TASK OBJECTIVE - Return every line of the items below that contains the word "tower", treating uppercase and lowercase as different.

SOURCE RECORDS -
++++++
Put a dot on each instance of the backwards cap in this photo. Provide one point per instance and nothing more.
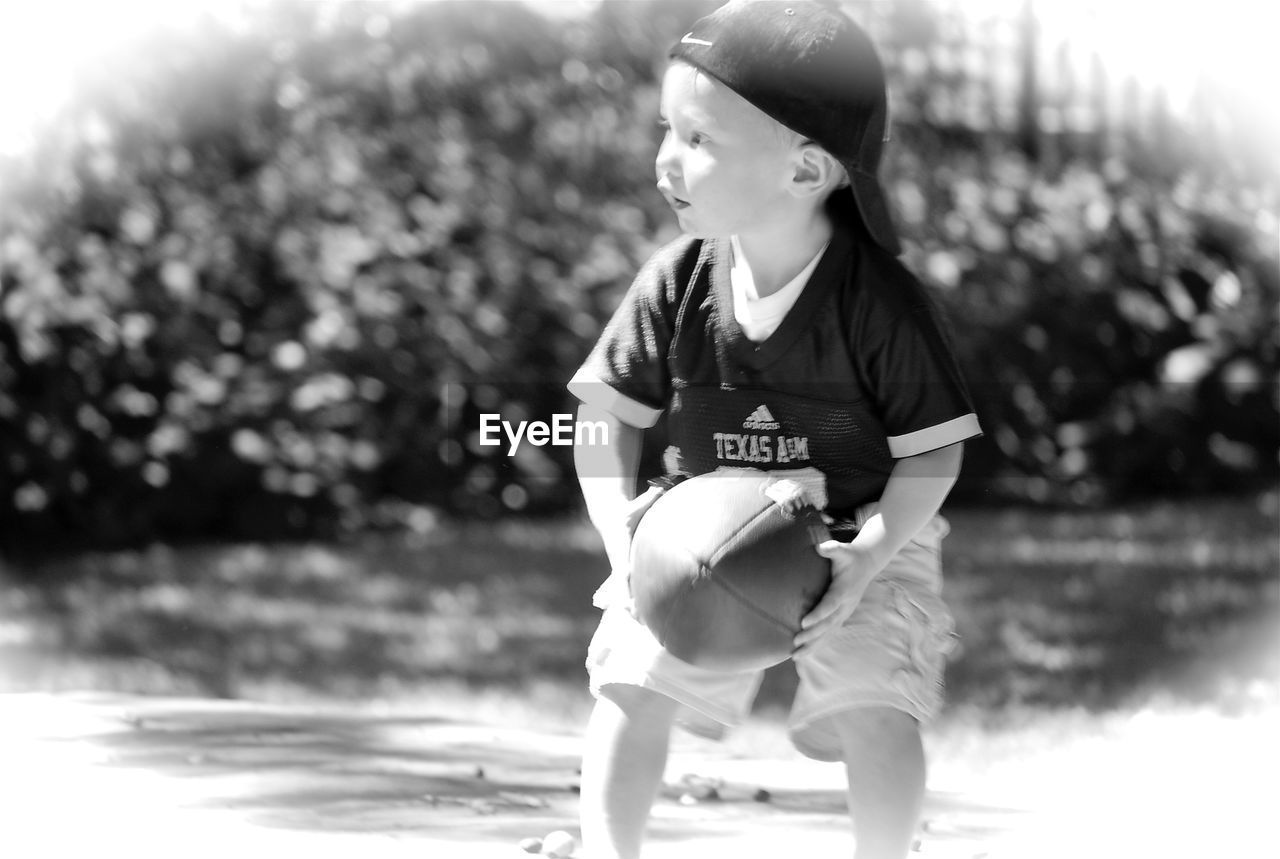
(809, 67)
++++++
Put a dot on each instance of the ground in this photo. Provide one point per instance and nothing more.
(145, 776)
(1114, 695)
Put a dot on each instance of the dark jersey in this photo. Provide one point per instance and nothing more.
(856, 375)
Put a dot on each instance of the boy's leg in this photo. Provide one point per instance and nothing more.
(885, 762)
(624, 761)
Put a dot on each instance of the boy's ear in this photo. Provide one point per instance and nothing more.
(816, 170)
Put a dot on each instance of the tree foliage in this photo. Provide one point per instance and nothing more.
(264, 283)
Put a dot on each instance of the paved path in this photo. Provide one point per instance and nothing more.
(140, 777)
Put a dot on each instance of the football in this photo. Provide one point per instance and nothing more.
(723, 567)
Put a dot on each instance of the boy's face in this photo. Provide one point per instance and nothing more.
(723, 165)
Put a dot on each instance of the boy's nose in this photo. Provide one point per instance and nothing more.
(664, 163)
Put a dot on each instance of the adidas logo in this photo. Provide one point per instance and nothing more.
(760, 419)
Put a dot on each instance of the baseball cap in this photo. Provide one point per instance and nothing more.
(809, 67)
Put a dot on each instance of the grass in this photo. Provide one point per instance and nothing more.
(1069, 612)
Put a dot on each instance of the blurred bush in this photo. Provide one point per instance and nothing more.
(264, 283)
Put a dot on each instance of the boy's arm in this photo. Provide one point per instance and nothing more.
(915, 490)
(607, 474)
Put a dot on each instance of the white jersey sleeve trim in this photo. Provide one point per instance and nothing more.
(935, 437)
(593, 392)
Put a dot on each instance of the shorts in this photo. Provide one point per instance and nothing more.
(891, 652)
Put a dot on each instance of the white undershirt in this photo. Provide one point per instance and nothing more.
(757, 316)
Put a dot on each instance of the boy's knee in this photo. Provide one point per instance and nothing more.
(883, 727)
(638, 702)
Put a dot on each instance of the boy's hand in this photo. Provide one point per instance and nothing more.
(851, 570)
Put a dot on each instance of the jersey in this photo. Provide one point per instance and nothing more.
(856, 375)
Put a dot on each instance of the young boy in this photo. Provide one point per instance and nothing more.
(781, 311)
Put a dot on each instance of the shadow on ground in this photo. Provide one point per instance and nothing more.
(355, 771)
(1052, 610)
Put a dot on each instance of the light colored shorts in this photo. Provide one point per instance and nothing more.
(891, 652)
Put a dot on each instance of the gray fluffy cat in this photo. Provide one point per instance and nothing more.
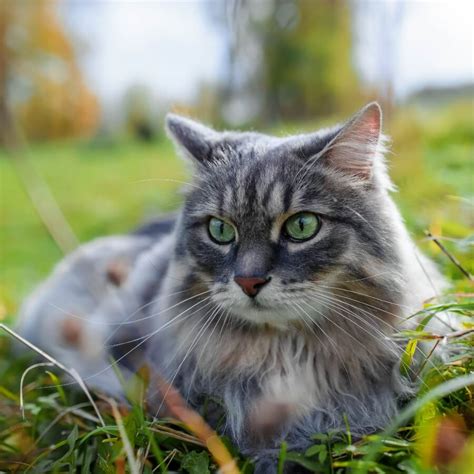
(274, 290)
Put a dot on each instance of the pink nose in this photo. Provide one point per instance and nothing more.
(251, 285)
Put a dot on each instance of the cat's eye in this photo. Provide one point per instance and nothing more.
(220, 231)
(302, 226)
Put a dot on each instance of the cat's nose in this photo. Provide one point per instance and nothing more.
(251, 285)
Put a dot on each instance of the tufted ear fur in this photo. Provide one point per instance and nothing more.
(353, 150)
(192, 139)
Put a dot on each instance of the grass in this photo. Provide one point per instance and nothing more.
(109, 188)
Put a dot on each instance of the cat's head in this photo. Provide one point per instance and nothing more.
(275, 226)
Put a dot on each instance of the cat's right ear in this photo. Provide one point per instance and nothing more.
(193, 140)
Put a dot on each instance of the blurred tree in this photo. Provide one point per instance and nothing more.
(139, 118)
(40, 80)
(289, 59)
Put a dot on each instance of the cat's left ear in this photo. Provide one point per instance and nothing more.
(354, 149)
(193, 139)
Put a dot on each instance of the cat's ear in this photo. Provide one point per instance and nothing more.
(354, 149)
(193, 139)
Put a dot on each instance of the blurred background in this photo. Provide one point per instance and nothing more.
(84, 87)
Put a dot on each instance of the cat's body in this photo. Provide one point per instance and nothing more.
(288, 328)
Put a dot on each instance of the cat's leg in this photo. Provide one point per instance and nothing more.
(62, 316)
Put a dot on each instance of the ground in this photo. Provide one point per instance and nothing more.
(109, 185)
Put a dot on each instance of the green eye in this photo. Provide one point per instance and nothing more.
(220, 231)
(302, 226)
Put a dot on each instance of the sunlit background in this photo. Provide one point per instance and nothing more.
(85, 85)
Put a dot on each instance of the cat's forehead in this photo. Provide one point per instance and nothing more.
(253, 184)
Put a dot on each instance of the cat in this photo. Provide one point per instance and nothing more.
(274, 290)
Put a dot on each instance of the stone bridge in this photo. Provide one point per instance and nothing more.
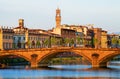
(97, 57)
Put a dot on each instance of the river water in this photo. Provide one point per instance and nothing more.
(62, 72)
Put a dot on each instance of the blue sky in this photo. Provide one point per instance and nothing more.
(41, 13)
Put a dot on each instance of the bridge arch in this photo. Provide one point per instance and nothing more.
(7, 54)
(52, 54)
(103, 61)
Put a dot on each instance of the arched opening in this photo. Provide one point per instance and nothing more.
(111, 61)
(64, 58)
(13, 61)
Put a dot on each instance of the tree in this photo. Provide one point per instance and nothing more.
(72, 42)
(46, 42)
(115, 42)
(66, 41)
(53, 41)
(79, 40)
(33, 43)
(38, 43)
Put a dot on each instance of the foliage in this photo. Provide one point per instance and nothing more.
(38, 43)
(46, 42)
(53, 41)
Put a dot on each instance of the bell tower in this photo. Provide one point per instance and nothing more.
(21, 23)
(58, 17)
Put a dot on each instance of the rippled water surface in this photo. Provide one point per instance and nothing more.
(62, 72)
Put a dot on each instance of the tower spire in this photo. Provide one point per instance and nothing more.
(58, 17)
++++++
EXERCISE RESPONSE -
Put a dot on each instance of the bell tower in this photo. Provide one point per instance and nothing more.
Put a dot on each instance of the tower spire in this photo. Provide one point per instance and nothing more.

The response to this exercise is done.